*Exercise directions*. Give the number of lines below that contain "located", with no other output.

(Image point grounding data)
>>>>>
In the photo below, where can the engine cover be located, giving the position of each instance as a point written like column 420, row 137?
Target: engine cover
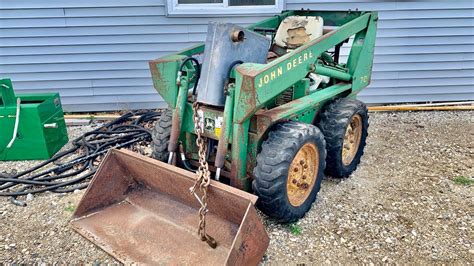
column 227, row 43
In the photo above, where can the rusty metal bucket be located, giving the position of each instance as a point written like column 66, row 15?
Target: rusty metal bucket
column 140, row 210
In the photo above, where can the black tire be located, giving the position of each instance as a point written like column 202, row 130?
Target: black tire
column 161, row 136
column 273, row 162
column 334, row 120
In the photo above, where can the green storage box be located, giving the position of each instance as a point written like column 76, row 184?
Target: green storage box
column 41, row 129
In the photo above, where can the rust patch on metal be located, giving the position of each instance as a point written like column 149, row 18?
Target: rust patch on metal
column 139, row 210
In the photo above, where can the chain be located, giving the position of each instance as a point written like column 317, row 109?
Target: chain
column 202, row 181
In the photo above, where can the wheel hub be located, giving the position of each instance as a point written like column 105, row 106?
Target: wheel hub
column 302, row 174
column 352, row 140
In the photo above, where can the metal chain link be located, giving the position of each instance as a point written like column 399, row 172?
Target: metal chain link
column 202, row 181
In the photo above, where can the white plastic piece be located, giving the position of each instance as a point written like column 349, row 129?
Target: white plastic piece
column 17, row 122
column 295, row 31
<<<<<
*Exercise output*. 9